***** RECORD EXTRACTS
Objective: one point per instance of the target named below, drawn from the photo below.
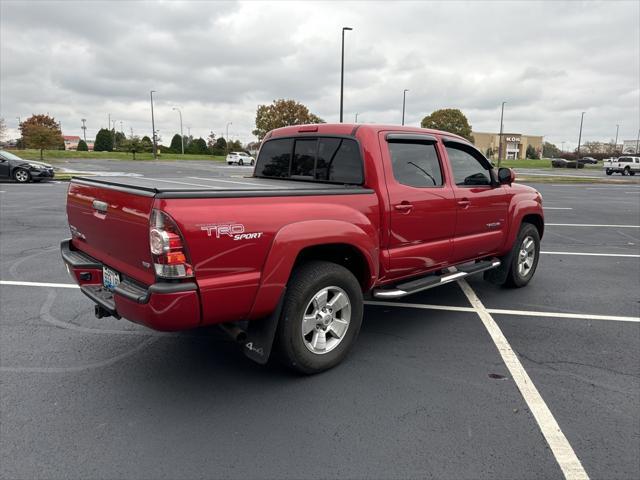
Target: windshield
(10, 156)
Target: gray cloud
(219, 60)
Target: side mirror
(506, 176)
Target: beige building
(514, 145)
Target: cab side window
(415, 164)
(467, 169)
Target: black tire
(21, 175)
(305, 282)
(514, 278)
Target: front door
(423, 207)
(481, 221)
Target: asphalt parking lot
(425, 394)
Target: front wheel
(321, 317)
(524, 257)
(21, 175)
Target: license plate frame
(110, 278)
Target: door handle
(464, 202)
(404, 207)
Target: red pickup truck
(332, 213)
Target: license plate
(110, 278)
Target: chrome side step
(431, 281)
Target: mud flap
(261, 334)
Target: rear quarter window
(320, 159)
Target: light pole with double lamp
(500, 138)
(342, 72)
(181, 135)
(579, 140)
(404, 101)
(153, 128)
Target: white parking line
(233, 181)
(501, 311)
(182, 183)
(589, 225)
(38, 284)
(589, 254)
(563, 452)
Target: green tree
(531, 153)
(198, 147)
(104, 141)
(176, 144)
(449, 120)
(41, 131)
(282, 113)
(549, 150)
(147, 144)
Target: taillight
(170, 258)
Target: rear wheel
(321, 317)
(21, 175)
(524, 257)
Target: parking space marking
(38, 284)
(233, 181)
(563, 452)
(589, 225)
(502, 311)
(590, 254)
(182, 183)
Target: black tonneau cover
(214, 187)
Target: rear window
(324, 159)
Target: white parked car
(626, 165)
(240, 158)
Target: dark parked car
(21, 170)
(564, 163)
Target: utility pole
(579, 140)
(500, 139)
(404, 101)
(181, 134)
(342, 72)
(153, 128)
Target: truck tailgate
(112, 225)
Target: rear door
(112, 225)
(422, 215)
(481, 220)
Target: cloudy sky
(218, 60)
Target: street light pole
(342, 72)
(153, 128)
(404, 101)
(579, 140)
(500, 138)
(181, 134)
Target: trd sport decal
(233, 230)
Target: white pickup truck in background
(627, 165)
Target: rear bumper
(162, 306)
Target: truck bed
(219, 187)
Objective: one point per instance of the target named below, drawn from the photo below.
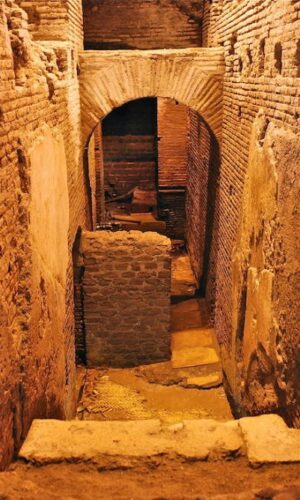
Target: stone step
(194, 356)
(263, 439)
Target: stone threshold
(263, 440)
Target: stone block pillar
(126, 286)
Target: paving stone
(269, 440)
(193, 337)
(52, 441)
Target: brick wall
(172, 125)
(126, 286)
(202, 204)
(172, 122)
(39, 93)
(261, 42)
(141, 24)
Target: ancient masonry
(236, 64)
(129, 274)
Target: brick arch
(193, 77)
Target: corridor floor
(187, 387)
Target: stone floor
(187, 387)
(164, 479)
(162, 431)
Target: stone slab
(205, 382)
(195, 356)
(269, 440)
(54, 441)
(193, 337)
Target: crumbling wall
(126, 286)
(261, 42)
(39, 92)
(141, 25)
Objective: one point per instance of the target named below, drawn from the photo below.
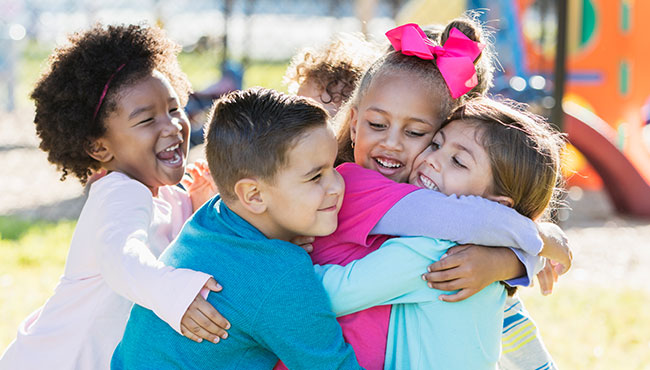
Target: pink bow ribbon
(455, 59)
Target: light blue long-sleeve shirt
(424, 332)
(277, 308)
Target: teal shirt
(277, 307)
(424, 332)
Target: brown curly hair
(426, 70)
(336, 67)
(69, 91)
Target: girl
(113, 99)
(389, 120)
(329, 74)
(484, 149)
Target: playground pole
(559, 73)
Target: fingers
(186, 181)
(449, 262)
(546, 280)
(455, 249)
(213, 285)
(194, 330)
(188, 334)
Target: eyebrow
(471, 154)
(314, 171)
(416, 119)
(140, 110)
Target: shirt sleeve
(389, 275)
(129, 267)
(464, 219)
(296, 323)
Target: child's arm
(199, 184)
(392, 274)
(129, 267)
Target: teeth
(172, 148)
(389, 164)
(428, 183)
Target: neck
(261, 222)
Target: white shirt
(112, 262)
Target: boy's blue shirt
(275, 304)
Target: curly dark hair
(336, 67)
(69, 91)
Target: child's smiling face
(455, 162)
(394, 121)
(305, 196)
(147, 136)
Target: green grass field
(585, 327)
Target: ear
(353, 123)
(249, 194)
(98, 151)
(502, 199)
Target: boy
(272, 157)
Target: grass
(202, 69)
(584, 327)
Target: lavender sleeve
(465, 220)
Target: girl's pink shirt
(365, 202)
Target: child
(484, 149)
(392, 120)
(329, 74)
(274, 186)
(113, 100)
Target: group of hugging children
(378, 217)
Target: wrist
(510, 266)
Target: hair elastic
(108, 83)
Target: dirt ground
(608, 248)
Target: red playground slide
(594, 138)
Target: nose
(393, 141)
(336, 184)
(433, 158)
(173, 125)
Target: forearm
(389, 275)
(465, 220)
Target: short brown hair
(251, 131)
(426, 70)
(524, 152)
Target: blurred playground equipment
(588, 54)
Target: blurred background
(590, 55)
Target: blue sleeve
(389, 275)
(465, 220)
(297, 324)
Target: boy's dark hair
(69, 91)
(426, 70)
(251, 131)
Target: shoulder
(418, 243)
(117, 183)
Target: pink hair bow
(455, 59)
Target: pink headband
(108, 83)
(455, 59)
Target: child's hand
(556, 247)
(199, 184)
(547, 277)
(202, 321)
(467, 268)
(304, 242)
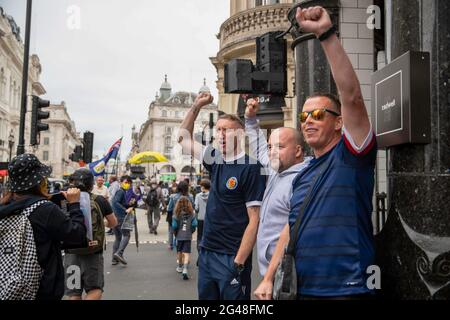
**********
▶ **TASK DESCRIPTION**: If pictures appear in the data, do not print them; repeat the rest exactly.

▶ **TASK ANSWER**:
Objective: one point per instance of the target named below, drawn from the photo below.
Target: windshield
(10, 156)
Target: gray cloud
(219, 60)
Target: side mirror
(506, 176)
Target: beige building
(514, 145)
Target: cab side window
(415, 164)
(467, 169)
Target: black tire
(21, 175)
(305, 282)
(514, 278)
Target: front door
(423, 207)
(481, 221)
Target: asphalt parking lot
(425, 394)
Target: front wheel
(321, 317)
(524, 257)
(21, 175)
Target: license plate frame
(110, 278)
Target: door handle
(464, 202)
(404, 207)
Target: red pickup truck
(332, 213)
Target: license plate
(110, 278)
Target: chrome side step
(431, 281)
Target: mud flap
(261, 334)
Target: rear quarter window
(320, 159)
Target: light pole with double lamp
(500, 138)
(342, 72)
(181, 135)
(579, 140)
(404, 101)
(153, 128)
Target: white parking line
(233, 181)
(501, 311)
(182, 183)
(589, 225)
(38, 284)
(589, 254)
(563, 452)
Target: green tree
(531, 153)
(198, 147)
(104, 141)
(176, 144)
(449, 120)
(41, 131)
(282, 113)
(549, 150)
(147, 144)
Target: taillight
(170, 258)
Target: rear wheel
(321, 317)
(21, 175)
(524, 257)
Target: parking space marking
(38, 284)
(233, 181)
(563, 452)
(589, 225)
(502, 311)
(590, 254)
(182, 183)
Target: black tonneau cover
(214, 187)
Target: rear window
(324, 159)
Target: white parked car
(626, 165)
(240, 158)
Target: dark parked car
(21, 170)
(564, 163)
Target: utility pole
(579, 140)
(500, 139)
(404, 101)
(181, 134)
(342, 72)
(153, 128)
Target: truck tailgate
(112, 225)
Target: rear door
(112, 225)
(422, 215)
(481, 220)
Target: cloudy sky
(218, 60)
Target: street light pole
(342, 72)
(153, 128)
(404, 101)
(579, 140)
(500, 138)
(181, 134)
Target: trd sport decal
(233, 230)
Target: white pickup truck in background
(627, 165)
Target: rear bumper
(162, 306)
Target: truck bed
(219, 187)
Objective: one point per instance of the target named below, drawn from the photo below.
Target: stone step
(194, 356)
(263, 439)
Target: stone threshold
(263, 440)
Target: stone block pillar
(126, 286)
Target: paving stone
(269, 440)
(193, 337)
(52, 441)
Target: brick wall
(172, 125)
(126, 286)
(202, 204)
(172, 122)
(39, 93)
(261, 42)
(141, 24)
Target: ancient masonry
(236, 64)
(129, 274)
Target: brick arch
(193, 77)
Target: corridor floor
(187, 387)
Target: stone floor
(187, 387)
(164, 479)
(162, 431)
Target: stone slab
(205, 382)
(195, 356)
(269, 440)
(54, 441)
(193, 337)
Target: crumbling wall
(126, 286)
(261, 42)
(39, 92)
(141, 25)
Objective: one point per instance of the target named below, drawn from the photo below.
Target: pink bow ribbon
(455, 59)
Target: light blue long-sleeve shirt
(424, 332)
(277, 308)
Target: teal shirt
(277, 307)
(424, 332)
Target: brown curly hair
(426, 70)
(336, 67)
(69, 91)
Target: girl
(113, 99)
(389, 120)
(329, 74)
(484, 149)
Target: playground pole
(559, 73)
Target: fingers
(186, 181)
(449, 262)
(546, 280)
(455, 249)
(213, 285)
(194, 330)
(188, 334)
Target: eyebrow
(471, 154)
(314, 171)
(416, 119)
(140, 110)
Target: shirt sleeve
(389, 275)
(129, 267)
(464, 219)
(296, 323)
Target: child's arm
(199, 184)
(392, 274)
(129, 267)
Target: teeth
(172, 148)
(389, 164)
(428, 183)
Target: neck
(261, 222)
Target: white shirt
(112, 262)
Target: boy's blue shirt
(275, 304)
Target: curly dark hair
(336, 67)
(69, 91)
Target: child's smiling face
(455, 162)
(394, 121)
(305, 196)
(147, 136)
Target: green grass field
(585, 327)
Target: ear
(353, 123)
(249, 194)
(98, 151)
(502, 199)
Target: boy
(272, 157)
Target: grass
(202, 69)
(584, 327)
Target: lavender sleeve
(465, 220)
Target: girl's pink shirt
(365, 202)
Target: child
(484, 149)
(392, 120)
(329, 74)
(274, 186)
(113, 100)
Target: group of hugging children
(378, 217)
Target: wrist
(510, 266)
Target: hair elastic
(108, 83)
Target: dirt ground
(608, 248)
Target: red playground slide
(594, 138)
Target: nose
(393, 141)
(336, 184)
(433, 158)
(173, 125)
Target: forearm
(389, 275)
(465, 220)
Target: short brown hair
(251, 131)
(426, 70)
(524, 152)
Target: blurred playground equipment
(588, 54)
Target: blurred background
(590, 55)
Target: blue sleeve
(389, 275)
(465, 220)
(297, 324)
Target: boy's dark hair
(69, 91)
(426, 70)
(251, 131)
Target: shoulder
(418, 243)
(117, 183)
Target: pink hair bow
(455, 59)
Target: pink headband
(108, 83)
(455, 59)
Target: child's hand
(556, 247)
(199, 184)
(547, 277)
(202, 321)
(467, 268)
(304, 242)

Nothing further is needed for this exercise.